**Problem to solve:** Give the data again in its entirety, exactly as provided.

**Entries supplied:**
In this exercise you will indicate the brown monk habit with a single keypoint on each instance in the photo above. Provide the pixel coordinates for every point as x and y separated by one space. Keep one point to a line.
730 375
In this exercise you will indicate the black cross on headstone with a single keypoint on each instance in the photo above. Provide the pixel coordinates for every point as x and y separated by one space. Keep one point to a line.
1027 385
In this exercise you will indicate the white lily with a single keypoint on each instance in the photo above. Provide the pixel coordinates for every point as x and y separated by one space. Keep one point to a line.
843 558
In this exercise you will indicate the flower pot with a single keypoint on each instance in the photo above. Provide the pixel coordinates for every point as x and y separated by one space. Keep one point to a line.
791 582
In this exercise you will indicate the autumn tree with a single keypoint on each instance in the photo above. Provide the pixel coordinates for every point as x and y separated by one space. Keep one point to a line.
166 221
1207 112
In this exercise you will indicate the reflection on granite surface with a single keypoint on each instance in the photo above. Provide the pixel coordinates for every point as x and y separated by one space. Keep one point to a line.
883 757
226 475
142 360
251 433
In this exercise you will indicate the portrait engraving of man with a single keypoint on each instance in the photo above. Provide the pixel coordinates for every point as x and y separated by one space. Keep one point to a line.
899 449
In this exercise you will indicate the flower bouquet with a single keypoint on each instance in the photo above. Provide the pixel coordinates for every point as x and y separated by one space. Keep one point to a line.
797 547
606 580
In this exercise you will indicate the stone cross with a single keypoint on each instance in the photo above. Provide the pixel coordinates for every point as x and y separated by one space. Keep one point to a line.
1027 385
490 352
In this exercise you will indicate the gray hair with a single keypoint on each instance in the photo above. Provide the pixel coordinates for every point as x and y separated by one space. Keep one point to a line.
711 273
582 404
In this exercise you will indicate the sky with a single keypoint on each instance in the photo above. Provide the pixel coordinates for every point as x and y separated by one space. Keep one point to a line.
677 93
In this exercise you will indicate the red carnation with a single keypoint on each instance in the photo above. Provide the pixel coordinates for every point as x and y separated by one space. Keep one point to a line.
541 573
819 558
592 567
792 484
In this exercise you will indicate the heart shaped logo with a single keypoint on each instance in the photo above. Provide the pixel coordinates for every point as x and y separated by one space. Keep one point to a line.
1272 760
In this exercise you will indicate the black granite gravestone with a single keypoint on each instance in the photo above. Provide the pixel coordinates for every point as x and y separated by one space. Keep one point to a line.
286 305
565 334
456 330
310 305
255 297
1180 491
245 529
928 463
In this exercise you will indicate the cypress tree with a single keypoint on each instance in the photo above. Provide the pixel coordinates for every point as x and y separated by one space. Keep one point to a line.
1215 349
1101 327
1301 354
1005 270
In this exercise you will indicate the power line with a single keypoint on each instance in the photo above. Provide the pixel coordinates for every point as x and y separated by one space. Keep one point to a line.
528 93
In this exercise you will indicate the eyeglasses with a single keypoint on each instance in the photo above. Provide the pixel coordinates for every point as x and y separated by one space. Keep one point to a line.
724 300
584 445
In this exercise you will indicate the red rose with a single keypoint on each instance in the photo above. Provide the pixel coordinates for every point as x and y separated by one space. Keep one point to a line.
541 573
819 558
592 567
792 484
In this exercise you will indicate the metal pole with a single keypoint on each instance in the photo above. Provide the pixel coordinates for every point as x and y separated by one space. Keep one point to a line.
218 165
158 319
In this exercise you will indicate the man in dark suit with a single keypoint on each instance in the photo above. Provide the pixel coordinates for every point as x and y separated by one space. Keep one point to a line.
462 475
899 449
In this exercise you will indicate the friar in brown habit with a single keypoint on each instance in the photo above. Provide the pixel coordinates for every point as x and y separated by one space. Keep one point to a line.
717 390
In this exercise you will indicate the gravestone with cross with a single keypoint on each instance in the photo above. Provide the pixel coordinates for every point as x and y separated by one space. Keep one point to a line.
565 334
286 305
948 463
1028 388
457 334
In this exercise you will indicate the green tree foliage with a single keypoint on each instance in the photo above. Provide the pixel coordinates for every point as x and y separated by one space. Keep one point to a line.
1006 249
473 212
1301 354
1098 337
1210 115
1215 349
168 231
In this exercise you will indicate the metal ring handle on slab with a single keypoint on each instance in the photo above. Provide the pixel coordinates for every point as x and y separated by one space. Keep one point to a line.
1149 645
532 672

**Solution for this problem:**
In this exercise you will indicate the brown monk habit with a single keypoint on each instance in the photo above. Provide the pixel coordinates for every point as x and y separated by one space. Keep one point to a line.
730 375
In this exercise you will indicate the black cross on headstone with a single keypoint on each instance in the photo above. Provide the pixel coordinates for every point as x and y separated by one space. Keep one point to a line.
1027 385
In this exercise you will indicate the white lily with a single keypoint on each instance in the photo above. Provide the pixel coordinates for every point as x and y separated by one space. Keep one point to a line.
843 558
In this exercise you will indicate the flower pot with a single keypoint on each instance in the photo above. Provide the pixel coordinates for every point as x and y separated by one space. Keep one point to a line.
791 582
In this exercise you will indicate the autumn tree with a single keypoint on each instance in the photo above. Provide the pixel coordinates for every point as x and y separated by one space. Keep one point to a line.
166 221
1207 112
In this exercise you will indicate the reflection on granite surface with a single keypoint on each instance in the photo above. Provide the pixel coordinates for every point as x and y separated by one space. Keep one point to a line.
883 757
226 475
142 360
251 433
In this exercise you will indicate the portrait engraving of man with a single keypoint on each instance in the photo above. Provide the pixel coordinates for every point as x and y separated by one space. Keep one point to a line.
899 449
In this exercise you will indicate the flower bouquet with a single keypoint on each instance in the photo above. Provide the pixel coordinates for every point as x and y separated by one space. Keep one point to a line.
797 547
606 580
In this exercise you will indicate the stone cross with a single keypoint on each instance in the photo above. Provide the pixel coordinates for every point as x and y separated by one space. Keep one point to a line.
1027 385
490 352
In this exercise you will indicate the gray hair with a single keypoint on each instance in the photo above. Provide the pixel coordinates for every point as x and y separated by one space. Keep one point to a line.
711 273
582 404
In this exercise you will indicate the sky with a single keypoint on each instance in the photo above. Provide the pixel coordinates for every point as x and y separated by one space. Keep one point to a line.
677 93
In this exercise you will indicate the red carnation with a single keypoint on each instance in the photo above. Provide the pixel coordinates for every point as x and y separated by one space. Keep one point to a line.
541 573
819 558
592 567
792 484
In this exercise you will indicate the heart shaped logo with a single keypoint on each instance in the photo above. Provide the pixel coordinates for every point as x and y separated by one space. Keep one point to a line.
1272 760
In this exercise you will indicate the black granite gravestone with a single keypoint on each instance in the photo above. Provide the pixel coordinates for every point as x and y separated by one space. Keep one point to a line.
286 305
565 334
456 330
310 305
255 297
1180 491
245 529
928 463
In this exercise you will indicate the cypress tree with a single keypoint on each instance in the photo above. Provide the pixel coordinates for every point as x and y separated by one space. Keep one point to a line.
1215 349
1101 327
1301 354
1005 270
In this exercise you will indicate the power line with a single keypoint on each instance in the photo above. Provide the pixel coordinates for every point as x and y separated by one space. Keep one point to a line.
528 93
In this exercise you will indicate the eyeglasses with a single keypoint on each instance in the photo above. Provide the pixel coordinates for every point as x and y separated by one space. Keep one point to a line.
724 300
584 445
In this exercise you will indicate the red rose with a single keypoint on each instance in the photo above. Provide the pixel coordinates for every point as x and y separated by one space. Keep one point to a line.
541 573
819 558
592 567
792 484
In this exercise you will indicate the metal pole with a single keypoint on each instance in the photo above. Provide the pixel coordinates for every point as x and y separated by one space. Keep one point to a line.
218 165
158 319
In this exercise you will indicate the man in dark suit with a single keypoint on each instance in the photo above. Provide the pixel coordinates for every point as x and y separated by one space. Keep one point to a line.
462 475
899 449
In this exercise you will indicate the friar in brown habit with a single keypoint on each instance in the photo above. Provide the pixel coordinates for every point as x and y separated by one space. Keep one point to a line.
717 390
In this exercise you will indicate the gravestone with cross with a single keypoint on each instance in the photo above. Provide the pixel coordinates for every point as x and y separated by one space. Keep one point to a line.
565 334
286 305
948 463
1028 388
457 334
In this exercise you will indicate the green tree foliage with a single keypoint on each instance in the photo above. Provide the pixel coordinates for every point as x and y separated by one space. Keep one point to a line.
1006 249
473 212
1301 354
1098 337
1210 115
1215 349
168 231
In this exercise you will indicate the metal ring handle on slab with a single keypoint on each instance in the photo above. Provide the pixel coordinates for every point as x and y separated by one space. Keep one point to a line.
1149 645
532 672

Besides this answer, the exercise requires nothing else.